Whenever a line in the entries includes the word "below", copy that line out.

** Opening Provided data block **

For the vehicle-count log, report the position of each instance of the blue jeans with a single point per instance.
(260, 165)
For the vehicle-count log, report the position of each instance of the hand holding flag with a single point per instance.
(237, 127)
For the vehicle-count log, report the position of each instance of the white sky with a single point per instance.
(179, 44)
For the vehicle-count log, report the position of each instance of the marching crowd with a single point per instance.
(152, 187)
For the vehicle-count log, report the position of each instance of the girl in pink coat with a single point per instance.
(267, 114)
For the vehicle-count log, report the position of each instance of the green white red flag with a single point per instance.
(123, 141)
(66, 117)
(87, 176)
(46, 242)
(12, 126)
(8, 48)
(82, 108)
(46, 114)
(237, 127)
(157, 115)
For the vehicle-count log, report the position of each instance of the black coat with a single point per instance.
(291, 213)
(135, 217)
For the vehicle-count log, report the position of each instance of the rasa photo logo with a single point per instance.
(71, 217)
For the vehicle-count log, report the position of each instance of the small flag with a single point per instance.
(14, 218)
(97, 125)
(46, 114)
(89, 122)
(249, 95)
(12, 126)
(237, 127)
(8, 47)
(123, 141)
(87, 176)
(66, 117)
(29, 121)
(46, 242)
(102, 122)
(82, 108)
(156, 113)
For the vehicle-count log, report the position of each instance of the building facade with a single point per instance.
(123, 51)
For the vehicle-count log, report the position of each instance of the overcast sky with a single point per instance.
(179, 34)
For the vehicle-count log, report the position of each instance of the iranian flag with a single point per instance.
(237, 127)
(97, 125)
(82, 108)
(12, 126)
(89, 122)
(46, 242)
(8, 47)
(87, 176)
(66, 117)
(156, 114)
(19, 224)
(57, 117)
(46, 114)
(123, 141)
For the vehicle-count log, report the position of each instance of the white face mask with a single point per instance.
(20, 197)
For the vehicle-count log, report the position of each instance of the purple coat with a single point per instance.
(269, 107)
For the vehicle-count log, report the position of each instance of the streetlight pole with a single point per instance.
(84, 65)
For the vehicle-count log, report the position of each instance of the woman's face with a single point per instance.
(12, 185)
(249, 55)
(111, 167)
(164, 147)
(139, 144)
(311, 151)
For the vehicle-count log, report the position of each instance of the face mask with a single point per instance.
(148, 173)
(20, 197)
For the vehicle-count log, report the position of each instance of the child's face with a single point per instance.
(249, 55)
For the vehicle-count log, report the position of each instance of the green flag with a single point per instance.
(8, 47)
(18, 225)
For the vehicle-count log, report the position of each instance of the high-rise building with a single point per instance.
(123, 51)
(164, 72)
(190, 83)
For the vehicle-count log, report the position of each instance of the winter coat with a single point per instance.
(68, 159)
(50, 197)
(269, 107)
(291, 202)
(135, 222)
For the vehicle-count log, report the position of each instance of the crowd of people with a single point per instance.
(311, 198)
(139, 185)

** Closing Provided data block **
** Opening Provided data block **

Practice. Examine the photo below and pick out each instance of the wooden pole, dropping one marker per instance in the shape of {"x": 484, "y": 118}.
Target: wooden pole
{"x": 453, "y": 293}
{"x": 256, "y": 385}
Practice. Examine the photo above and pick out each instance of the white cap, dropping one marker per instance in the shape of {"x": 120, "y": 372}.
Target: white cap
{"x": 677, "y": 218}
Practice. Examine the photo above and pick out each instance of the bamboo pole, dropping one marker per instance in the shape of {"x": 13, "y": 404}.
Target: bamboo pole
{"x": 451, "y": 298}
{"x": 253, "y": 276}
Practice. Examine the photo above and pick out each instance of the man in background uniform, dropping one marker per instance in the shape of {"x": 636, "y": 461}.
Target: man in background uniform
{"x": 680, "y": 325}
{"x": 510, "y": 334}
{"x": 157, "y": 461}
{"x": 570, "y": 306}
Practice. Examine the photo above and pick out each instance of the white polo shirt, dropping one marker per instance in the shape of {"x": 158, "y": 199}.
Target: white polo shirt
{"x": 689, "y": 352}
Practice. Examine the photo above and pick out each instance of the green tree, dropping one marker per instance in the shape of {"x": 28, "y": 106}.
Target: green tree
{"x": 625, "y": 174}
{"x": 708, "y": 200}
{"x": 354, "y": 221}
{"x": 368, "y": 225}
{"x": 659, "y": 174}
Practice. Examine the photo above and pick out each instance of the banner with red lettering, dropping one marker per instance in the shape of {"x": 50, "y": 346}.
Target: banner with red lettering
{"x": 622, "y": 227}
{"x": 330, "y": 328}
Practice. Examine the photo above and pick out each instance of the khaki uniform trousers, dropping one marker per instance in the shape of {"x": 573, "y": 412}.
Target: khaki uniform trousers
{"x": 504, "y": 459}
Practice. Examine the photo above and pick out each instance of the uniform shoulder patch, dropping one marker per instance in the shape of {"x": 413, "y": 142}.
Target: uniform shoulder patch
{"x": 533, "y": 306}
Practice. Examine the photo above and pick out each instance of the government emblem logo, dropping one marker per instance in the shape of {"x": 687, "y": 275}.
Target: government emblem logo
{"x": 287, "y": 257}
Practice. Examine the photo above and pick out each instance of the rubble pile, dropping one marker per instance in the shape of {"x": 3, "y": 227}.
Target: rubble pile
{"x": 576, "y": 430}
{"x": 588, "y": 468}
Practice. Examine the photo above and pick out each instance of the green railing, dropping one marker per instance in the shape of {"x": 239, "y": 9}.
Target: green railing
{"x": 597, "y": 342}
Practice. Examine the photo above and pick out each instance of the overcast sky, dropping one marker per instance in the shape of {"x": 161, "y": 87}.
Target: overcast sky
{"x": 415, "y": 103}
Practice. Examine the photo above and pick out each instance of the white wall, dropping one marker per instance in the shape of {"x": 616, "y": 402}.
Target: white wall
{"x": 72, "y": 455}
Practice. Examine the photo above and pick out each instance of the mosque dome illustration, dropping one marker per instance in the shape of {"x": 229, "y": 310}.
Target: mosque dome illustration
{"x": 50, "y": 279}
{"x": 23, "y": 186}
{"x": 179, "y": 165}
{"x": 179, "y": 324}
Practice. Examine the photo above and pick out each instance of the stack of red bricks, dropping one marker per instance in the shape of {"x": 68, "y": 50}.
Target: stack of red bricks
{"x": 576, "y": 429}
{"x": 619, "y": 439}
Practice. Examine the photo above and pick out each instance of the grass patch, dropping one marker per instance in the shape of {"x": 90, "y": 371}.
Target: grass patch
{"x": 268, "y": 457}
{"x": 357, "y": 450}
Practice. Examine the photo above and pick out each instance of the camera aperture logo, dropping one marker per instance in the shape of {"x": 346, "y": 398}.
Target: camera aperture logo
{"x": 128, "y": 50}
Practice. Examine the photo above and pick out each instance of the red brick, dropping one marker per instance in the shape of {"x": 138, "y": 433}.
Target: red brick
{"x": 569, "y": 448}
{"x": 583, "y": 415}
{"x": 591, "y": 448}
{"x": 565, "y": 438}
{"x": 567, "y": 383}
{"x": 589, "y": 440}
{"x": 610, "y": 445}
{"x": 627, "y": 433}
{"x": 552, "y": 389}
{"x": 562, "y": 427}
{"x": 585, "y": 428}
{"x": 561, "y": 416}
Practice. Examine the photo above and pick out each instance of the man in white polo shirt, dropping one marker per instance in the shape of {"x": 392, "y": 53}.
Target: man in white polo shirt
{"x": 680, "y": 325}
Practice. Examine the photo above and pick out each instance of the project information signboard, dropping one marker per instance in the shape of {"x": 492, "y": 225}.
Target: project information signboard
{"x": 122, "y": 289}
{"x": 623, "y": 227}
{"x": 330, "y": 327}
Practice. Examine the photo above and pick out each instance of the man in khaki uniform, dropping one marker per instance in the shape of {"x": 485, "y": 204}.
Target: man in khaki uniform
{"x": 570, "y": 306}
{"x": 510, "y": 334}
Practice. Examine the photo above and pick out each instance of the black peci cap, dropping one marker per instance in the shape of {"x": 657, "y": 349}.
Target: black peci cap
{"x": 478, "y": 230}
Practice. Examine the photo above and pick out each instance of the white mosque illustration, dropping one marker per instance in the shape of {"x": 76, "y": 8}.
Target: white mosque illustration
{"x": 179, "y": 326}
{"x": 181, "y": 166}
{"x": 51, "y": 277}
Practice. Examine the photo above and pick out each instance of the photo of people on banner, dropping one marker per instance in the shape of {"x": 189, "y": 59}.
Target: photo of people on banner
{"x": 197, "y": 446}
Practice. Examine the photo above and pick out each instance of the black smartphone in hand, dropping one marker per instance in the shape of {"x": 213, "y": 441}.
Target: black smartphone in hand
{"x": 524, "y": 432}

** Closing Provided data block **
** Opening Provided data block **

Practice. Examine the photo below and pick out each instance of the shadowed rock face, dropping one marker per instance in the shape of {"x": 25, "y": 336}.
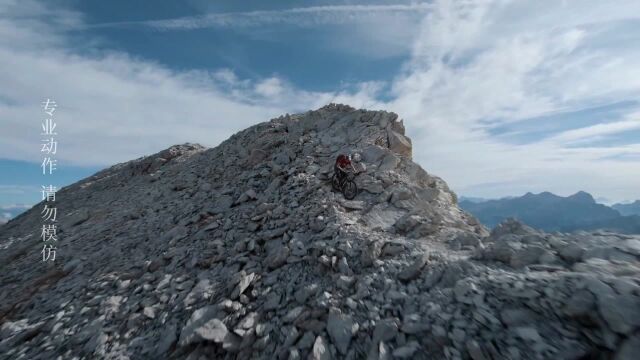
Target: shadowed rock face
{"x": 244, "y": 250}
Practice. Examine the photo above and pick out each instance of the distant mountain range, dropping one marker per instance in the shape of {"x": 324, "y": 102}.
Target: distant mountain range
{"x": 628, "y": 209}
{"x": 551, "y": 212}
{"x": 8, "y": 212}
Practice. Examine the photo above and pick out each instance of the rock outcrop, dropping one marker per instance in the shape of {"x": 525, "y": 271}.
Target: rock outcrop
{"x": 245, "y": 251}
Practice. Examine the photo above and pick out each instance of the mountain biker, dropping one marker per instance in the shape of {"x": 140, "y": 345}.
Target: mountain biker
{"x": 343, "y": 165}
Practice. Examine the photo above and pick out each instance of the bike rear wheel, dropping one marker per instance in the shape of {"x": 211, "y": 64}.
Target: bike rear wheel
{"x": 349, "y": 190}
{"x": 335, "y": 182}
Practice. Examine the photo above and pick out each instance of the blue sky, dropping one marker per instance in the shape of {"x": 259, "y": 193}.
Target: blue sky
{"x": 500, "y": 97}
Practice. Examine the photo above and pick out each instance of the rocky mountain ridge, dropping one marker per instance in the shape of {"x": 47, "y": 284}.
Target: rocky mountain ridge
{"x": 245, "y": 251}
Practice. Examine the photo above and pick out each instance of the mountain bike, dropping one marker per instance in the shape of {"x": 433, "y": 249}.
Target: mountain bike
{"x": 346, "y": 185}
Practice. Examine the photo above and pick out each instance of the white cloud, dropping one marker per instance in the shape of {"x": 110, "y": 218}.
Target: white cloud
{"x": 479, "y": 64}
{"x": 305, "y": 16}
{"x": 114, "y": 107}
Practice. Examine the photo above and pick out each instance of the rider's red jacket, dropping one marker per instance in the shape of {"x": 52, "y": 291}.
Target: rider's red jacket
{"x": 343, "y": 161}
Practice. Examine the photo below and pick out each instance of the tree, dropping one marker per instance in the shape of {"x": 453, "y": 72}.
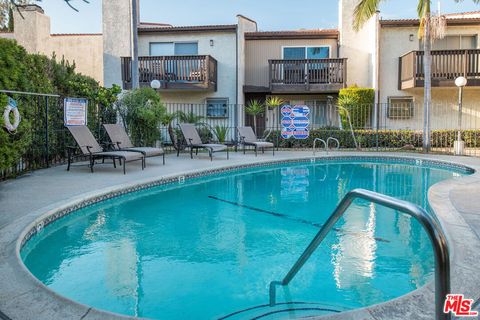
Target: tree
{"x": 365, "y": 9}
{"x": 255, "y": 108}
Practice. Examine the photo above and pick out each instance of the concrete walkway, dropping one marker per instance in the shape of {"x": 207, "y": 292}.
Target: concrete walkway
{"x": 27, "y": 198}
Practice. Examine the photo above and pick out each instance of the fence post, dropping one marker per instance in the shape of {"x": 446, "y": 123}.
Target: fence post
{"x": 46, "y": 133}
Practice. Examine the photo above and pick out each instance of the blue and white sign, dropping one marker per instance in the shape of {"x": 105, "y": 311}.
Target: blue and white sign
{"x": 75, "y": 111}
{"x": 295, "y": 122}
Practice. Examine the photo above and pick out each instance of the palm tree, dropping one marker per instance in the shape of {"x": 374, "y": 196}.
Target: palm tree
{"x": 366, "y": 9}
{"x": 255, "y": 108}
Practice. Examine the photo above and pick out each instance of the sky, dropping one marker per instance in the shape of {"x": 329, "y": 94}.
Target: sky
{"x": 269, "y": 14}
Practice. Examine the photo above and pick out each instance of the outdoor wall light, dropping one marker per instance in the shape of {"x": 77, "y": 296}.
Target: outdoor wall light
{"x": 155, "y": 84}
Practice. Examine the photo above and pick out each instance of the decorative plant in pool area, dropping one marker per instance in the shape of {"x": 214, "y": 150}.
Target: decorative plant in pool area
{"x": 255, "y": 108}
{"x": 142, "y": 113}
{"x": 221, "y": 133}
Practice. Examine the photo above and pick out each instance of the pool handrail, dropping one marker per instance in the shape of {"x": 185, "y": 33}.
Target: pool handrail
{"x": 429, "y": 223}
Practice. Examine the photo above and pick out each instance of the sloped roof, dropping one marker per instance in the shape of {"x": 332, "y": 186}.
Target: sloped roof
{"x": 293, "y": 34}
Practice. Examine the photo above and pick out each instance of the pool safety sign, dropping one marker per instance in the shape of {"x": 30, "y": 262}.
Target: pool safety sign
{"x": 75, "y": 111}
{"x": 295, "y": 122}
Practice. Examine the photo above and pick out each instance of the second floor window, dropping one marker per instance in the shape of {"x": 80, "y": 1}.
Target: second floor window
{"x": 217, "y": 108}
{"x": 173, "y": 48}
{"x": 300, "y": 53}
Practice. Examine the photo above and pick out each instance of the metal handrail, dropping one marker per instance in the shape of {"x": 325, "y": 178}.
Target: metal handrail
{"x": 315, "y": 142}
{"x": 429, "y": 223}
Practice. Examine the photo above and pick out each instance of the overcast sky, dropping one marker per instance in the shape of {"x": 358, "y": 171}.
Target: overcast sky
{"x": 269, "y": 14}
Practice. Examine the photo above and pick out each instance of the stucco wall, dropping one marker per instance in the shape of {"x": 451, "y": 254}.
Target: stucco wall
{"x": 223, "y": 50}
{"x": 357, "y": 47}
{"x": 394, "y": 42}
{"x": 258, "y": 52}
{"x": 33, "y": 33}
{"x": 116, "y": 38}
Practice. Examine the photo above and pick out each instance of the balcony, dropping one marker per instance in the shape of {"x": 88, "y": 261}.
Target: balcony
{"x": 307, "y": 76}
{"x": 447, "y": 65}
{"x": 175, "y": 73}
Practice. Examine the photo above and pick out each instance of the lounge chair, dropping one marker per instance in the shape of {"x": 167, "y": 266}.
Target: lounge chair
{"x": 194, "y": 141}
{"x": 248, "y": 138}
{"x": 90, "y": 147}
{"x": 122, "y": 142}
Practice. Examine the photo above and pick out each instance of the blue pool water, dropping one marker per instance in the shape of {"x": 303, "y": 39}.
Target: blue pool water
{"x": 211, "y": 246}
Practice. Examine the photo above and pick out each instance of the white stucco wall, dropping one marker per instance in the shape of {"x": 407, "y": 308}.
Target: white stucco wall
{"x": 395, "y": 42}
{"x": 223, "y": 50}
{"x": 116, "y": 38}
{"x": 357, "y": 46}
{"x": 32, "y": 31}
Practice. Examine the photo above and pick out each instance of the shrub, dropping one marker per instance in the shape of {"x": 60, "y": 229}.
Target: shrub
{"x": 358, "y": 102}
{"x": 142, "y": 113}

** Closing Provided data block **

**Task solution**
Practice. Examine the photo below and pick out each instance of the wooden pole, dropping one marker per instance in the shape of {"x": 484, "y": 118}.
Practice. Examine the photo below and pick out each instance of the shadowed rock face, dropping one marker per instance in the shape of {"x": 25, "y": 336}.
Practice. Examine the photo below and pick out each instance of the tree, dropping one marker per instance in the shape of {"x": 453, "y": 72}.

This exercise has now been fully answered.